Derken başka bir Sefarad mikrofonu alıp konuşmaya başladı. “ Buraya restorasyon için çok gidip geldim. Bir gün öğle yemeği için bir ciğerciye girdim, kendime bir porsiyon ciğer söyledim. Garson bana sordu “Ziyaret sebebiniz nedir?” diye. Ben de çekinerek”sinagog ” dedim.  Derken usta ciğer pişirdiği yağı döktü. “Ne yapıyorsunuz, niye döktünüz?”diye sorduğumda “ Biz eski dostlarımız için ciğerimizi başka yaparız” cevabını aldım. İşte böyle.. Edirne halkı başkadır, vefa borcumuz var onlara bizim. Edirne’yi çok seviyorum ben. Bunu size söylemek istedim.” (5 numaralı otobüste insanlar birbirine kağıt mendil uzatmaya başlamıştı).

|---|

Kısa alıştırma =
Edirne'deki ciğerci anısını anlatan metinde "Derken başka bir" ile "mendil uzatmaya başlamıştı)." arasındaki bölümü, bu iki ifade de dahil olmak üzere harfi harfine kopyalayın.

Kayıt kümesi =
|---|

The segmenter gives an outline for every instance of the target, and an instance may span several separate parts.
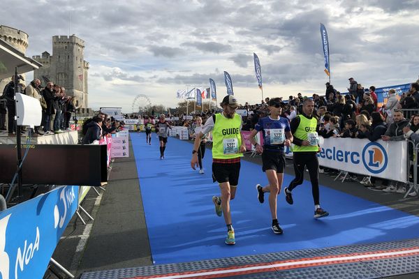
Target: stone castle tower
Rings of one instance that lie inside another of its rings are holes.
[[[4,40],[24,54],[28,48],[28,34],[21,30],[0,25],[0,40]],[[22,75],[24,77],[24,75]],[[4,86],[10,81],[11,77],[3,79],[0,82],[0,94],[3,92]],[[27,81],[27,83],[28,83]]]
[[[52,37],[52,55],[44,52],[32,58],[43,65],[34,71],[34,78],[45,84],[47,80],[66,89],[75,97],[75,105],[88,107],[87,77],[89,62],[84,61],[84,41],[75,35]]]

|---|

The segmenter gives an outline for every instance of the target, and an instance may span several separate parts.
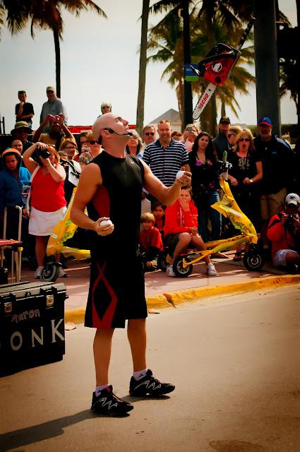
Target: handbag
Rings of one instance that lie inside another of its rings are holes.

|---|

Alıştırmanın yanıtı =
Derken başka bir Sefarad mikrofonu alıp konuşmaya başladı. “ Buraya restorasyon için çok gidip geldim. Bir gün öğle yemeği için bir ciğerciye girdim, kendime bir porsiyon ciğer söyledim. Garson bana sordu “Ziyaret sebebiniz nedir?” diye. Ben de çekinerek”sinagog ” dedim.  Derken usta ciğer pişirdiği yağı döktü. “Ne yapıyorsunuz, niye döktünüz?”diye sorduğumda “ Biz eski dostlarımız için ciğerimizi başka yaparız” cevabını aldım. İşte böyle.. Edirne halkı başkadır, vefa borcumuz var onlara bizim. Edirne’yi çok seviyorum ben. Bunu size söylemek istedim.” (5 numaralı otobüste insanlar birbirine kağıt mendil uzatmaya başlamıştı).